▽

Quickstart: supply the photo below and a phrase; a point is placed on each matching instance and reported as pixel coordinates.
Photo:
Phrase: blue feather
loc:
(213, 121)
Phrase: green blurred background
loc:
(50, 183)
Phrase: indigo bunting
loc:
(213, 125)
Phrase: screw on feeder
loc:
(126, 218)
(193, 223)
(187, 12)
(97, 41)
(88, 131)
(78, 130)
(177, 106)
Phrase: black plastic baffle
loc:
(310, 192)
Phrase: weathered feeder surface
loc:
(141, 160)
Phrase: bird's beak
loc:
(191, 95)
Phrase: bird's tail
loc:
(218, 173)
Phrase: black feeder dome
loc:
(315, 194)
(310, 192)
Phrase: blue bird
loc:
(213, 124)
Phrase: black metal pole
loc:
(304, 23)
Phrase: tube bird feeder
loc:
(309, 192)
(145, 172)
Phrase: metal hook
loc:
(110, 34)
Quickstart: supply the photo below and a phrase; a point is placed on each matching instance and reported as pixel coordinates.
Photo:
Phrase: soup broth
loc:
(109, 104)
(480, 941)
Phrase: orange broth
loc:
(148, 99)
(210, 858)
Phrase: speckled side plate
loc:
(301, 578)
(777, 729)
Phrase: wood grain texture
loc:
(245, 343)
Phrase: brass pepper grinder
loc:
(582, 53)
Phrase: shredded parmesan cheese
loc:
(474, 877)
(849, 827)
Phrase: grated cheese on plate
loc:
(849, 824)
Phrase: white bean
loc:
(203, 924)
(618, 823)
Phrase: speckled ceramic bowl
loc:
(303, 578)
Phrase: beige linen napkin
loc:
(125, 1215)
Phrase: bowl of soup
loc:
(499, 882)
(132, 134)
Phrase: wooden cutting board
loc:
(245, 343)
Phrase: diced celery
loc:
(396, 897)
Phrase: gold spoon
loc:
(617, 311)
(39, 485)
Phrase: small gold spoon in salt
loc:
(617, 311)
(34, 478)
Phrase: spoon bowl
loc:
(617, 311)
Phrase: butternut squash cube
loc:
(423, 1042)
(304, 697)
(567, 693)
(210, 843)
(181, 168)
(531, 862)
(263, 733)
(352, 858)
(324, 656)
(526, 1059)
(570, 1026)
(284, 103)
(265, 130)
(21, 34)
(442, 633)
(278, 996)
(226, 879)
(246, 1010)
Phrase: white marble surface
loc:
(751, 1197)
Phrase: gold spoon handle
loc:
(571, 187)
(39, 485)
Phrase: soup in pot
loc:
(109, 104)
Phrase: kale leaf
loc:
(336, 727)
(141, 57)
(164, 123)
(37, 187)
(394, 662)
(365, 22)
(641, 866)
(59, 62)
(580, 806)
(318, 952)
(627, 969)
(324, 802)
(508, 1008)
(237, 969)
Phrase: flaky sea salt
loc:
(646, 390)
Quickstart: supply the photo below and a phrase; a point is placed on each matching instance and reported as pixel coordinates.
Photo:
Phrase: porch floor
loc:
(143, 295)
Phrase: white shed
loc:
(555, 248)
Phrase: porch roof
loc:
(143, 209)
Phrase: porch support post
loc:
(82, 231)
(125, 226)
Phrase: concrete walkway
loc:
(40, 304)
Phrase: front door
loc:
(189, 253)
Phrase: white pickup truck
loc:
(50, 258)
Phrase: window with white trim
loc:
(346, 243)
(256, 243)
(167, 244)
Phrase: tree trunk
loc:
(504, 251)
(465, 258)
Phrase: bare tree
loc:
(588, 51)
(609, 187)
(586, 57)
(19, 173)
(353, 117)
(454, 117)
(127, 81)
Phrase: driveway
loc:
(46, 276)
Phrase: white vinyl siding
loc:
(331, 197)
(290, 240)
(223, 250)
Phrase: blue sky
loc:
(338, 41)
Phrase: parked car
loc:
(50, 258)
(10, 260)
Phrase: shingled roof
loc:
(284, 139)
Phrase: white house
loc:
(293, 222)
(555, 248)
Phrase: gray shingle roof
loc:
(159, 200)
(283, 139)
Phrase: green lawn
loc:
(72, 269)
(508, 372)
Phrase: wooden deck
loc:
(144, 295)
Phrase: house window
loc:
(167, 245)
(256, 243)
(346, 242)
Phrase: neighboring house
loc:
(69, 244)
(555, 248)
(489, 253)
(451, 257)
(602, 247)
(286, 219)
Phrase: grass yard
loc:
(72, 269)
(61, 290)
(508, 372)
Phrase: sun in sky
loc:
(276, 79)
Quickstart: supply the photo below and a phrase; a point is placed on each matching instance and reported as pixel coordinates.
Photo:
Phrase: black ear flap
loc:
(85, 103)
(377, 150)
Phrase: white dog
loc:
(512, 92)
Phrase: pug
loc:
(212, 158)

△

● **WHAT YOU NEED TO DO**:
Convert all the rows above into a JSON list of strings, with one string for each line and blank lines left out.

● **THE RESULT**:
[
  "Quickstart: supply the photo below and a phrase; a point is placed on each matching instance and reported as pixel coordinates.",
  "Photo:",
  "Phrase: blue feather",
  "loc:",
  "(213, 121)",
  "Phrase: green blurred background",
  "loc:",
  "(50, 183)",
  "Phrase: indigo bunting",
  "loc:",
  "(213, 125)",
  "Phrase: screw on feeder",
  "loc:",
  "(126, 218)",
  "(193, 223)",
  "(187, 12)",
  "(97, 41)",
  "(88, 131)",
  "(78, 130)",
  "(177, 106)",
  "Phrase: black plastic baffle",
  "loc:",
  "(310, 192)",
  "Phrase: weathered feeder surface",
  "loc:",
  "(141, 160)",
  "Phrase: bird's beak",
  "loc:",
  "(191, 95)",
  "Phrase: bird's tail",
  "loc:",
  "(218, 173)",
  "Phrase: black feeder dome",
  "loc:",
  "(315, 194)",
  "(310, 192)",
  "Phrase: blue bird",
  "loc:",
  "(213, 124)",
  "Phrase: black metal pole",
  "loc:",
  "(304, 23)",
  "Phrase: tube bird feeder",
  "loc:",
  "(309, 192)",
  "(145, 172)",
  "Phrase: metal hook",
  "loc:",
  "(110, 34)",
  "Quickstart: supply the photo below and a phrase; a point is placed on each matching instance and reported as pixel coordinates.",
  "Photo:",
  "Phrase: soup broth",
  "loc:",
  "(109, 104)",
  "(480, 941)",
  "Phrase: orange broth",
  "loc:",
  "(148, 99)",
  "(210, 858)",
  "Phrase: speckled side plate",
  "loc:",
  "(301, 578)",
  "(777, 729)",
  "Phrase: wood grain texture",
  "loc:",
  "(245, 343)",
  "Phrase: brass pepper grinder",
  "loc:",
  "(582, 53)",
  "Phrase: shredded parmesan cheese",
  "loc:",
  "(474, 877)",
  "(849, 827)",
  "Phrase: grated cheese on plate",
  "loc:",
  "(849, 824)",
  "Phrase: white bean",
  "loc:",
  "(203, 924)",
  "(618, 823)",
  "Phrase: speckled ceramic bowl",
  "loc:",
  "(303, 578)",
  "Phrase: beige linen napkin",
  "loc:",
  "(125, 1215)",
  "Phrase: bowl of soup",
  "loc:",
  "(499, 882)",
  "(132, 134)",
  "Phrase: wooden cutting board",
  "loc:",
  "(245, 343)",
  "Phrase: diced celery",
  "loc:",
  "(396, 897)",
  "Phrase: gold spoon",
  "loc:",
  "(617, 311)",
  "(39, 485)",
  "Phrase: small gold spoon in salt",
  "loc:",
  "(617, 311)",
  "(34, 478)",
  "Phrase: spoon bowl",
  "loc:",
  "(617, 311)",
  "Phrase: butternut squash cube",
  "loc:",
  "(423, 1042)",
  "(304, 697)",
  "(567, 693)",
  "(210, 843)",
  "(181, 168)",
  "(531, 862)",
  "(263, 733)",
  "(352, 858)",
  "(324, 656)",
  "(526, 1059)",
  "(570, 1026)",
  "(284, 103)",
  "(265, 130)",
  "(21, 34)",
  "(442, 633)",
  "(278, 996)",
  "(226, 879)",
  "(246, 1010)",
  "Phrase: white marble surface",
  "loc:",
  "(751, 1197)",
  "Phrase: gold spoon handle",
  "loc:",
  "(571, 187)",
  "(39, 485)",
  "Phrase: soup in pot",
  "loc:",
  "(109, 104)",
  "Phrase: kale leaf",
  "loc:",
  "(336, 727)",
  "(141, 57)",
  "(164, 123)",
  "(37, 187)",
  "(394, 662)",
  "(365, 22)",
  "(641, 866)",
  "(59, 62)",
  "(580, 806)",
  "(318, 952)",
  "(627, 969)",
  "(324, 802)",
  "(508, 1008)",
  "(237, 969)",
  "Phrase: flaky sea salt",
  "loc:",
  "(646, 390)",
  "Quickstart: supply the photo below and a phrase; a point is placed on each matching instance and reported as pixel coordinates.",
  "Photo:",
  "Phrase: porch floor",
  "loc:",
  "(143, 295)",
  "Phrase: white shed",
  "loc:",
  "(555, 248)",
  "Phrase: porch roof",
  "loc:",
  "(143, 209)",
  "Phrase: porch support post",
  "loc:",
  "(82, 231)",
  "(125, 226)",
  "Phrase: concrete walkway",
  "loc:",
  "(40, 304)",
  "Phrase: front door",
  "loc:",
  "(189, 253)",
  "Phrase: white pickup truck",
  "loc:",
  "(50, 258)",
  "Phrase: window with white trim",
  "loc:",
  "(346, 243)",
  "(256, 243)",
  "(167, 244)",
  "Phrase: tree trunk",
  "loc:",
  "(504, 251)",
  "(465, 258)",
  "Phrase: bare tree",
  "loc:",
  "(588, 51)",
  "(609, 187)",
  "(586, 57)",
  "(19, 173)",
  "(353, 117)",
  "(454, 117)",
  "(127, 81)",
  "Phrase: driveway",
  "loc:",
  "(46, 276)",
  "Phrase: white vinyl siding",
  "loc:",
  "(331, 197)",
  "(290, 240)",
  "(223, 250)",
  "Phrase: blue sky",
  "loc:",
  "(338, 41)",
  "Phrase: parked car",
  "loc:",
  "(50, 258)",
  "(10, 260)",
  "Phrase: shingled roof",
  "loc:",
  "(284, 139)",
  "Phrase: white house",
  "loc:",
  "(293, 222)",
  "(555, 248)",
  "Phrase: gray shingle roof",
  "loc:",
  "(159, 200)",
  "(283, 139)",
  "Phrase: green lawn",
  "loc:",
  "(72, 269)",
  "(508, 372)",
  "Phrase: wooden deck",
  "loc:",
  "(144, 295)",
  "Phrase: house window",
  "loc:",
  "(167, 245)",
  "(256, 243)",
  "(346, 242)",
  "Phrase: neighboring house",
  "loc:",
  "(69, 244)",
  "(555, 248)",
  "(489, 253)",
  "(451, 257)",
  "(602, 247)",
  "(286, 219)",
  "Phrase: grass yard",
  "loc:",
  "(72, 269)",
  "(61, 290)",
  "(508, 372)",
  "Phrase: sun in sky",
  "loc:",
  "(276, 79)",
  "Quickstart: supply the photo below and a phrase; a point is placed on each matching instance and reported as pixel coordinates.",
  "Photo:",
  "Phrase: black ear flap",
  "loc:",
  "(85, 103)",
  "(377, 150)",
  "Phrase: white dog",
  "loc:",
  "(512, 92)",
  "Phrase: pug",
  "loc:",
  "(212, 158)"
]